**Requirements**
Render all lines of the entries below as a numbered list, skipping blank lines and leaving out the pictures.

╭─ Data rows

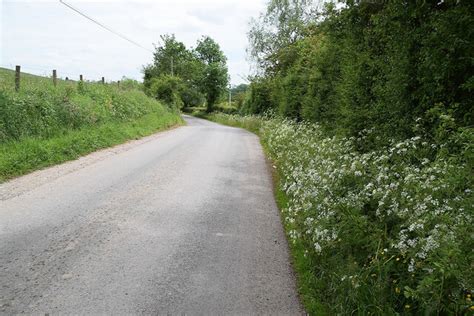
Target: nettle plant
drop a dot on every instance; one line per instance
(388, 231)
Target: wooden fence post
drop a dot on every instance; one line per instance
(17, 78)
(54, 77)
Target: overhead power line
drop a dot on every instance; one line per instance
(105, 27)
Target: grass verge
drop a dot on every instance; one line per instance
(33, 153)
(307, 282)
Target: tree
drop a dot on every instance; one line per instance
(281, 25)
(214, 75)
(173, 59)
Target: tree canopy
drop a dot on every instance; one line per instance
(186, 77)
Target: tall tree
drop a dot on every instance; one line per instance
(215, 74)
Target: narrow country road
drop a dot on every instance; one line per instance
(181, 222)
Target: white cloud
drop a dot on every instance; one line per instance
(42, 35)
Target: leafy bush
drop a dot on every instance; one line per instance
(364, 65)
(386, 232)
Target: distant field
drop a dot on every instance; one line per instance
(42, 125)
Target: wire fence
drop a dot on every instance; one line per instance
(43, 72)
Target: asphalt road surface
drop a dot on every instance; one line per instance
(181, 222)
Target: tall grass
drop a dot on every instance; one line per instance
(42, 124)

╰─

**Written response**
1. Target: nettle plant
2. drop a dot on every instance; one line per instance
3. (388, 231)
4. Target: wooden fence post
5. drop a dot on every instance; one line per instance
6. (17, 78)
7. (54, 77)
8. Target: overhead power line
9. drop a dot on every instance; one line per instance
10. (105, 27)
11. Target: grass verge
12. drop a dot on every instance; one line per instance
13. (33, 153)
14. (307, 282)
15. Target: tree
16. drop a dot on every instance; one line per instance
17. (281, 25)
18. (214, 75)
19. (173, 59)
20. Target: tree canopy
21. drop a dot on every instance; one line per instance
22. (186, 77)
23. Target: tall tree
24. drop a dot on every instance; one line per instance
25. (215, 74)
26. Target: narrow country road
27. drop a dot on every instance; one line per instance
28. (181, 222)
29. Target: white cloud
30. drop a dot on every instance; one line per instance
31. (42, 35)
32. Target: leafy bush
33. drop a dot on every instance; one line per instance
34. (364, 65)
35. (386, 232)
36. Target: distant field
37. drop a dot on every instance; one line per instance
38. (42, 125)
39. Target: wire fence
40. drop a dot on every instance; one line per instance
41. (43, 72)
42. Target: asphalt road surface
43. drop a dot on every instance; one line per instance
44. (181, 222)
45. Target: tall grass
46. drop a dot on every instance; one line per instance
47. (42, 124)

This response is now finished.